- [TRY IT]:
What you give back should match the entries below character for character.

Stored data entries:
◇ ◇ ◇ ◇ ◇ ◇ ◇
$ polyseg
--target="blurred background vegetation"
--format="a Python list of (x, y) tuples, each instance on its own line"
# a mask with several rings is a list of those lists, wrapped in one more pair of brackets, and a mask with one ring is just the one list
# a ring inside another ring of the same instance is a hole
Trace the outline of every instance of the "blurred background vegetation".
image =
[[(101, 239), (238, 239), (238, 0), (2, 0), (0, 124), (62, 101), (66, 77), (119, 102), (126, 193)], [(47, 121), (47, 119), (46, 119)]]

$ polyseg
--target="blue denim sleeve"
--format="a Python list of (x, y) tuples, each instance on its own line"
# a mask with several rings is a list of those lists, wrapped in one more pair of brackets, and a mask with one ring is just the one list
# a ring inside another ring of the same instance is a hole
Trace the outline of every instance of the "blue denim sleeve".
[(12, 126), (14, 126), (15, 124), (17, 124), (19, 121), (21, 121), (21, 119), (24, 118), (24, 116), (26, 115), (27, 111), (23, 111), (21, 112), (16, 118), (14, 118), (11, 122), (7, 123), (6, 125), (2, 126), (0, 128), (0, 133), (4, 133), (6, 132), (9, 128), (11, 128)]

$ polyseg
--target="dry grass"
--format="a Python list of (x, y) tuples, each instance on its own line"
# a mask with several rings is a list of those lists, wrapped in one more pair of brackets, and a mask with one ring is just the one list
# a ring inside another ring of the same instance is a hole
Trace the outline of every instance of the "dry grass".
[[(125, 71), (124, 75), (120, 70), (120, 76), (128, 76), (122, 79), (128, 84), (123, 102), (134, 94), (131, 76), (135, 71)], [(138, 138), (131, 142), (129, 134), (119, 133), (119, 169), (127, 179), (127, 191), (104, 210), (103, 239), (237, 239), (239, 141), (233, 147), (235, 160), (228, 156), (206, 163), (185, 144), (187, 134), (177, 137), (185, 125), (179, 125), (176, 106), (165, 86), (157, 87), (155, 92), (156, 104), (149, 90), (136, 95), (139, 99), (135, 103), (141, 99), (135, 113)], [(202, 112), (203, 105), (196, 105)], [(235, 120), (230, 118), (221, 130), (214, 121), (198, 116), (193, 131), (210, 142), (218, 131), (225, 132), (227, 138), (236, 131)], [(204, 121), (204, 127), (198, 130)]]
◇ ◇ ◇ ◇ ◇ ◇ ◇
- [OUTPUT OF THE EXERCISE]:
$ polyseg
--target="blurred background vegetation"
--format="a Python list of (x, y) tuples, each instance on its own line"
# a mask with several rings is a list of those lists, wrapped in one more pair of brackets, and a mask with one ring is just the one list
# a ring inside another ring of the same instance is a hole
Trace the outline of every instance of the "blurred background vegetation".
image =
[[(101, 239), (238, 239), (238, 0), (2, 0), (0, 124), (62, 101), (66, 77), (119, 102), (126, 193)], [(47, 121), (47, 119), (46, 119)]]

$ polyseg
--target="blue denim sleeve"
--format="a Python list of (x, y) tuples, each instance on its own line"
# a mask with several rings is a list of those lists, wrapped in one more pair of brackets, and a mask with one ring is just the one list
# a ring inside another ring of the same instance is a hole
Trace the outline of every instance of the "blue denim sleeve".
[(12, 126), (14, 126), (15, 124), (17, 124), (19, 121), (21, 121), (21, 119), (24, 118), (24, 116), (26, 115), (27, 111), (23, 111), (21, 112), (16, 118), (14, 118), (11, 122), (7, 123), (6, 125), (2, 126), (0, 128), (0, 133), (4, 133), (6, 132), (9, 128), (11, 128)]

$ polyseg
--target="dry grass"
--format="a Python list of (x, y) tuples, each instance on its own line"
# a mask with several rings is a list of those lists, wrapped in one more pair of brackets, and a mask with one ring is just the one list
# a ring inside another ring of the same instance is a hole
Trace the outline of every instance of the "dry grass".
[[(125, 71), (124, 75), (120, 70), (120, 76), (128, 76), (122, 79), (128, 84), (123, 102), (134, 94), (131, 76), (135, 71)], [(138, 138), (131, 142), (129, 134), (119, 133), (119, 169), (127, 179), (127, 191), (104, 210), (103, 239), (237, 239), (239, 141), (233, 147), (235, 160), (228, 156), (206, 163), (185, 144), (187, 134), (177, 137), (185, 125), (179, 125), (176, 106), (165, 86), (157, 87), (155, 92), (156, 104), (149, 90), (136, 95), (139, 99), (135, 103), (141, 99), (135, 113)], [(202, 112), (203, 105), (196, 105)], [(235, 120), (230, 118), (221, 130), (214, 121), (198, 116), (193, 131), (210, 142), (218, 131), (225, 132), (227, 138), (236, 131)], [(204, 121), (204, 127), (198, 130)]]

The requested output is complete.